ZU VERWENDENDE DATEN>
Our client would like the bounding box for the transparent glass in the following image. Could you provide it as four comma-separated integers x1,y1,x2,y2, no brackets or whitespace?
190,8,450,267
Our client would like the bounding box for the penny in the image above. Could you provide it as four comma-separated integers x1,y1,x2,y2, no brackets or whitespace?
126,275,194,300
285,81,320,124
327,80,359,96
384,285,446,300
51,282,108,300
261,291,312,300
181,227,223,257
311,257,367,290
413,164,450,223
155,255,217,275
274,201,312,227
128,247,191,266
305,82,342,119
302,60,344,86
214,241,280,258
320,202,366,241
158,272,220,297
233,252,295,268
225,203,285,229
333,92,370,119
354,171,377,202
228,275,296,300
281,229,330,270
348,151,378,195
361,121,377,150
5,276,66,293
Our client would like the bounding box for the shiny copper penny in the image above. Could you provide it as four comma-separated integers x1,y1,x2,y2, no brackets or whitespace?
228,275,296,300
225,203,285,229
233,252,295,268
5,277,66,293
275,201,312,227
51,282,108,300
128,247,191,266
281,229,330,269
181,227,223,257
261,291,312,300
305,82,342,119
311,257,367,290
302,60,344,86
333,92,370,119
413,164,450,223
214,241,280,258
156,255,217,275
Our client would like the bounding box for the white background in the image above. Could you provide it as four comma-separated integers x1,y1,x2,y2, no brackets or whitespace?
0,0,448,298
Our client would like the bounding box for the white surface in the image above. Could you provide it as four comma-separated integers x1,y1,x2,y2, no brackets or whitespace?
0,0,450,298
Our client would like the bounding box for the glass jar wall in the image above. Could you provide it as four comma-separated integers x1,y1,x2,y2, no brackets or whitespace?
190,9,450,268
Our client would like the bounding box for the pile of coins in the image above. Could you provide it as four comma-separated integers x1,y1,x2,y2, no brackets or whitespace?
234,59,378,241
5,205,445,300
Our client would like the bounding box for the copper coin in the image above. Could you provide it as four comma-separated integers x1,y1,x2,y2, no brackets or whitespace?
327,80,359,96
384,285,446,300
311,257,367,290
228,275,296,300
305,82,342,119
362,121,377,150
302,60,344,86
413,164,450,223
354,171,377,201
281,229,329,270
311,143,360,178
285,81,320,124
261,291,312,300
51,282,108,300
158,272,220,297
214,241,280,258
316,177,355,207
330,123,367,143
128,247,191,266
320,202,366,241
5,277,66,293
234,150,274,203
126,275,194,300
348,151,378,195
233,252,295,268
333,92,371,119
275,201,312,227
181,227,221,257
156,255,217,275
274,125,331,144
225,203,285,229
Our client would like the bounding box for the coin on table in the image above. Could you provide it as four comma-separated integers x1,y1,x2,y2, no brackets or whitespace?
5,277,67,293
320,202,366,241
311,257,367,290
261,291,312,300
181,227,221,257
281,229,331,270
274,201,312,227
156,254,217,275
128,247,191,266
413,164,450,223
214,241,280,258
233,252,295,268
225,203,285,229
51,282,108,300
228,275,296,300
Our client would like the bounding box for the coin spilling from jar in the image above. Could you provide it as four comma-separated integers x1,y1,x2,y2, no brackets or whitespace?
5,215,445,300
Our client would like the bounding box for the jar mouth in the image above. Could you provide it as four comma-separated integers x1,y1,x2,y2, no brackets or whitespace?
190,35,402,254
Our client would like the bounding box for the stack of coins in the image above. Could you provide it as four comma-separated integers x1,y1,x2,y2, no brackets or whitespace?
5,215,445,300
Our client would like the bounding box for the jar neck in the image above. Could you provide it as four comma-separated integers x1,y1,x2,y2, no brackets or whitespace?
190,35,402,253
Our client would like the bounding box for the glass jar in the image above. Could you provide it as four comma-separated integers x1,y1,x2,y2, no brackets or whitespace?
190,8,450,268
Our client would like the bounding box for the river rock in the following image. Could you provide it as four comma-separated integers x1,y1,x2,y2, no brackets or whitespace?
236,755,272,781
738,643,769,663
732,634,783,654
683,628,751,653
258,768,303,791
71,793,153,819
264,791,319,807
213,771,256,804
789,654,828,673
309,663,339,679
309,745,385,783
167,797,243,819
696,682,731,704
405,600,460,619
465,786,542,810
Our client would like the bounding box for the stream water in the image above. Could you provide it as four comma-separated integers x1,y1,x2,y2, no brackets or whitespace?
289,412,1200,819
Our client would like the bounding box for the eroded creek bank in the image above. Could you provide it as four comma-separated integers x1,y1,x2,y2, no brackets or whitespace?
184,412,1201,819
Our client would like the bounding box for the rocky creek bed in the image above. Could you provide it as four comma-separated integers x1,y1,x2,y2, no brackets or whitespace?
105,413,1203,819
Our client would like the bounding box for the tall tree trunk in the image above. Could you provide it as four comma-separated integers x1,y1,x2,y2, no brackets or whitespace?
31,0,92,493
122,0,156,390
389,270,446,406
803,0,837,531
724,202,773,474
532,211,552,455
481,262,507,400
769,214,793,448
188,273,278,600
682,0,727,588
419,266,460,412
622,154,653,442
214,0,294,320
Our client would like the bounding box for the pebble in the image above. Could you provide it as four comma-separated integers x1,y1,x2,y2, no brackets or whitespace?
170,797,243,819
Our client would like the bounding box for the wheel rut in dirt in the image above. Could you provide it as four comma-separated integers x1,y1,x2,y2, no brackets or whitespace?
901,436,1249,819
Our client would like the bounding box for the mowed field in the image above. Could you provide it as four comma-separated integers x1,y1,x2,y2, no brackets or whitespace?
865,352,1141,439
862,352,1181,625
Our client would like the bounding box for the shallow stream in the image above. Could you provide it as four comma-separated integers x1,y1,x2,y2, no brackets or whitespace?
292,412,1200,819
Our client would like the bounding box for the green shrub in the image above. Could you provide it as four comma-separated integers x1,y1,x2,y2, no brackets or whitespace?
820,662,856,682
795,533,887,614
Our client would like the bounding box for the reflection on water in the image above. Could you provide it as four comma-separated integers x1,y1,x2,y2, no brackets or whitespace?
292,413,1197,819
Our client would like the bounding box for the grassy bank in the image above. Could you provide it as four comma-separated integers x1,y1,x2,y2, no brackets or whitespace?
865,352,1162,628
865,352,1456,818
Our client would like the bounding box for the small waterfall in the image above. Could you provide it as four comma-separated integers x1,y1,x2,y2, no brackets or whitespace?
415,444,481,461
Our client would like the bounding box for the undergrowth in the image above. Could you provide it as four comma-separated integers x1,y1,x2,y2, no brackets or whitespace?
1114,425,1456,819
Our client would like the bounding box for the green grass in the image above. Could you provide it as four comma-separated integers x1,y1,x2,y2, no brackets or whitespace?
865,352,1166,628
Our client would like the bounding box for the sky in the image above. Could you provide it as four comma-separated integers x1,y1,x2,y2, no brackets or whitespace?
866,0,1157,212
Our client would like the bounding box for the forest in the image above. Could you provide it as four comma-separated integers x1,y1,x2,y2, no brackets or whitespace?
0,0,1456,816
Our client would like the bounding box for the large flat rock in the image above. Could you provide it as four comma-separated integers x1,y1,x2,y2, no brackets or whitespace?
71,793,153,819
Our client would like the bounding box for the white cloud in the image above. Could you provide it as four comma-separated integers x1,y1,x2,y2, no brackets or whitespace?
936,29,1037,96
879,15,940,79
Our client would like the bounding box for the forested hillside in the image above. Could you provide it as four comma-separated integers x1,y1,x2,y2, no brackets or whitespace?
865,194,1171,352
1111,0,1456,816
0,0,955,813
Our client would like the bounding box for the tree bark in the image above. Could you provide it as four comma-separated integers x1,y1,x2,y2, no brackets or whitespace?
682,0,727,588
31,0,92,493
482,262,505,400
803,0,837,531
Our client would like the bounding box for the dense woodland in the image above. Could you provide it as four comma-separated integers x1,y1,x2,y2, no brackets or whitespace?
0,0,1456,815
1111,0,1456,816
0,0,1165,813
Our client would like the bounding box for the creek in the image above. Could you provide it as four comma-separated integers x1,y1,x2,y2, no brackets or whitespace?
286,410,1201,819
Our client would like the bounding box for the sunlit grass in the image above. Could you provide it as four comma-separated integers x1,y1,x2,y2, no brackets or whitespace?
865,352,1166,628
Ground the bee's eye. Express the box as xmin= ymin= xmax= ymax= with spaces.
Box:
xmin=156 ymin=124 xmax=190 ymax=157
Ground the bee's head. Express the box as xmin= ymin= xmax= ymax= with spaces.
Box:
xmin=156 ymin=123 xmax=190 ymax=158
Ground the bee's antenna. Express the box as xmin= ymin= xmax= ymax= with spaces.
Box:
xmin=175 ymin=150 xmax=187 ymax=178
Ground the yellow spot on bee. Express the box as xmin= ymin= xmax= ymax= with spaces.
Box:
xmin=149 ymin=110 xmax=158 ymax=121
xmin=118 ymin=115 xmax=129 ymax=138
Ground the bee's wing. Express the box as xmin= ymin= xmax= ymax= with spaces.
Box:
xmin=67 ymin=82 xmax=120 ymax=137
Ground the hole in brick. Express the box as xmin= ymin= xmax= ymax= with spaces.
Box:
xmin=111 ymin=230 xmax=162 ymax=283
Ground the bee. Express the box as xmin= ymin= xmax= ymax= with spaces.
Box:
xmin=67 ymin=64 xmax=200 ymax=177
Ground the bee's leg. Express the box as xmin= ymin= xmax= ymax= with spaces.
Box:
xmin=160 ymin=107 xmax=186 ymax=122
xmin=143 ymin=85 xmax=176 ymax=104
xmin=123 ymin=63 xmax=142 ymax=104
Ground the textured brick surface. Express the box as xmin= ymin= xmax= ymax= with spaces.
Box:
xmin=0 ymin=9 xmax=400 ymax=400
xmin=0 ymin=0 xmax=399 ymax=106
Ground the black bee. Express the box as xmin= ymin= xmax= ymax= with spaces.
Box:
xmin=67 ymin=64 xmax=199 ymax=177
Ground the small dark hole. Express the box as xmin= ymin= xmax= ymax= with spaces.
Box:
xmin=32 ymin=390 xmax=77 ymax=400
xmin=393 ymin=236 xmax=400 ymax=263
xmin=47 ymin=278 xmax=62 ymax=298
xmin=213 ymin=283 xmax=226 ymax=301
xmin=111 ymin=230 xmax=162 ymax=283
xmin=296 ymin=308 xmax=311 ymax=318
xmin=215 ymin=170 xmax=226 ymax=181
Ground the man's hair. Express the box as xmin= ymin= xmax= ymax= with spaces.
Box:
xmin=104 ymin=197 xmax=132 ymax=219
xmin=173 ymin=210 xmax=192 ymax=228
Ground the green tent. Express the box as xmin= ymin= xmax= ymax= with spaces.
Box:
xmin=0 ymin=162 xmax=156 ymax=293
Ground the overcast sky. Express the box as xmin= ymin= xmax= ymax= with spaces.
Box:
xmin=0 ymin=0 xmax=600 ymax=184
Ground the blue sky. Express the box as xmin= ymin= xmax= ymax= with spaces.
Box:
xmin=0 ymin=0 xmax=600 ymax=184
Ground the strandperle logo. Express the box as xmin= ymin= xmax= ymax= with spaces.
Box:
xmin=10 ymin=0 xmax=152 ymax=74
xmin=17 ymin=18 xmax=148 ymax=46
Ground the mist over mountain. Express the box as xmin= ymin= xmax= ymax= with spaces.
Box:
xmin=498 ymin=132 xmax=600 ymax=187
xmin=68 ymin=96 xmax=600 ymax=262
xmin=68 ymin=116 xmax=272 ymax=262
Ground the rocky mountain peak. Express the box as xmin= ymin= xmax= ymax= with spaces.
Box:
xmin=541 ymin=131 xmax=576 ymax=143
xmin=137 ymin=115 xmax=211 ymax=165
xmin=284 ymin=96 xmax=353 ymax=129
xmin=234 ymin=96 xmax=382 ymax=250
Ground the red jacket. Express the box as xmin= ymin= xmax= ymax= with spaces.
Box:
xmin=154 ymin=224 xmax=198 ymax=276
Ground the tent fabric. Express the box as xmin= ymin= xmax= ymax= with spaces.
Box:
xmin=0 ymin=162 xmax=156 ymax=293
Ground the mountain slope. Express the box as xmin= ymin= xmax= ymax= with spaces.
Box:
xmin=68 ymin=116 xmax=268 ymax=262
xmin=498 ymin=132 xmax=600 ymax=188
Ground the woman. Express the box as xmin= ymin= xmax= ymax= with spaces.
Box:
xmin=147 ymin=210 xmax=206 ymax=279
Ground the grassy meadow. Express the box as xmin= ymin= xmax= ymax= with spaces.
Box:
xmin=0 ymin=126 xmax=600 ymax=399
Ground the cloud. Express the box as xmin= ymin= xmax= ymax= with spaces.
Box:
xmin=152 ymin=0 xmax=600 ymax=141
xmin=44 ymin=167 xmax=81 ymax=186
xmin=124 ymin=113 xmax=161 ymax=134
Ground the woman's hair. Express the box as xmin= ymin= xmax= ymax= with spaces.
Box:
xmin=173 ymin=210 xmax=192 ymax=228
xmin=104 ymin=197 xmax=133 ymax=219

AUFGABENSTELLUNG>
Gib die Zeilen vom Anfang des Materials bis einschließlich der Zeile mit „190,8,450,267“ vollständig wieder. Multipliziere dabei jede Koordinate in den Antworten mit 1,35 und runde auf ganze Zahlen, wobei halbe Werte aufgerundet werden.

MUSTERLÖSUNG>
Our client would like the bounding box for the transparent glass in the following image. Could you provide it as four comma-separated integers x1,y1,x2,y2, no brackets or whitespace?
257,11,608,360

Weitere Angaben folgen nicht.